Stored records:
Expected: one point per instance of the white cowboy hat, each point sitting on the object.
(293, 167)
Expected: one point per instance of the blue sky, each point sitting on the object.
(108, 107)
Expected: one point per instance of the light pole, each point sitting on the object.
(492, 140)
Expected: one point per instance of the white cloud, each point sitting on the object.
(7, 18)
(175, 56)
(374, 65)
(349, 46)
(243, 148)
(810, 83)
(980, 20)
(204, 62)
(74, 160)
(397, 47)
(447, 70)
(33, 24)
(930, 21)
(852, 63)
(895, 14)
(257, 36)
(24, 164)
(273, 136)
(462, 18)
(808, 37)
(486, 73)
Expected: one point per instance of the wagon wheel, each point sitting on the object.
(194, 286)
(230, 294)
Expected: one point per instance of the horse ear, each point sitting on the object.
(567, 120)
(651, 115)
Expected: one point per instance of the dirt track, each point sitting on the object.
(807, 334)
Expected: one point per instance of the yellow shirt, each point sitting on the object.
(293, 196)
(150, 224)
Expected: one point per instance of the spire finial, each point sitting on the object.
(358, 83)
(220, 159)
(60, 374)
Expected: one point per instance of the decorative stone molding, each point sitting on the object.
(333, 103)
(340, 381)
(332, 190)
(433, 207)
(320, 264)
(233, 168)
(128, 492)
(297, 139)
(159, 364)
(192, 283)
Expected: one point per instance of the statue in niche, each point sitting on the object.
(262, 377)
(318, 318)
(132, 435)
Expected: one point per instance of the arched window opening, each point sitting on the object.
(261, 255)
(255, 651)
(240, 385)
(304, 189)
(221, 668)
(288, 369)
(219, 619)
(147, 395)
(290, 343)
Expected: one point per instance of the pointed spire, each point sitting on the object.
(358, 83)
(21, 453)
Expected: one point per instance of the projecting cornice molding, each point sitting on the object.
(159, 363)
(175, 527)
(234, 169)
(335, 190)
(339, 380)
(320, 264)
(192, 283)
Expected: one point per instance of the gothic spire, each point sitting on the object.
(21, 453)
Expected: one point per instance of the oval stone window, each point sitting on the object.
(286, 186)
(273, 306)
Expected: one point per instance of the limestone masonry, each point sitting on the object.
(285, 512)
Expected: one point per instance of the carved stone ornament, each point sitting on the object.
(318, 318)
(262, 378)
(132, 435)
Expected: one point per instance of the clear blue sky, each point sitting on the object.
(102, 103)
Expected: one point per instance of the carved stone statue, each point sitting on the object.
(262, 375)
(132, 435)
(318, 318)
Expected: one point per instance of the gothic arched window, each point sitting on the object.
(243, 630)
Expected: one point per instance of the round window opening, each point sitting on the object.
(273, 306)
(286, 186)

> _Request_: The lines to quote run from the one containing "Expected: one point per instance of the dirt" through the final line of the material above; please give them exactly, both ends included, and nothing else.

> _Exercise solution_:
Expected: one point per instance of the dirt track, each point sitting on the object.
(807, 334)
Expected: one point per instance of the yellow shirt, each point sitting on the object.
(293, 196)
(150, 224)
Expected: one point per instance of the spire finial, each point sitting on the object.
(358, 83)
(220, 159)
(60, 374)
Expected: one point per instance of the decorative stone molding, each point sitting on the object.
(333, 103)
(340, 381)
(332, 190)
(433, 207)
(320, 264)
(233, 168)
(128, 492)
(297, 139)
(159, 364)
(192, 283)
Expected: one point per instance of the statue in niche, each point sitting on the object.
(262, 377)
(318, 318)
(132, 435)
Expected: one point per instance of the arched window opening, each point sitting on the object.
(261, 255)
(255, 651)
(240, 385)
(304, 189)
(221, 668)
(288, 369)
(219, 619)
(147, 395)
(290, 343)
Expected: one point per instance of the pointed spire, each point sitting on the object.
(358, 83)
(21, 453)
Expected: one point per instance of the projecting cornice molding, each point sitting on the object.
(159, 363)
(175, 527)
(234, 169)
(335, 190)
(339, 380)
(320, 264)
(192, 283)
Expected: one point per instance of the gothic spire, each point sitting on the object.
(21, 453)
Expected: one point per instance of the oval stone window, each point sitting on the object.
(286, 186)
(273, 306)
Expected: one point per instance of the limestone masonry, each point sitting on the object.
(285, 512)
Expected: one point per instance of the carved stone ornament, each point sitting on the object.
(318, 318)
(262, 378)
(132, 435)
Expected: one point per instance of the clear blue sky, each point sitting on the object.
(102, 103)
Expected: one point per instance of the carved stone statue, each point sitting on the object.
(262, 375)
(132, 435)
(318, 318)
Expected: one point per instance of the gothic arched window, each point sitting on the object.
(243, 630)
Expected: one point per instance of the round window opening, each point sitting on the object.
(273, 306)
(286, 186)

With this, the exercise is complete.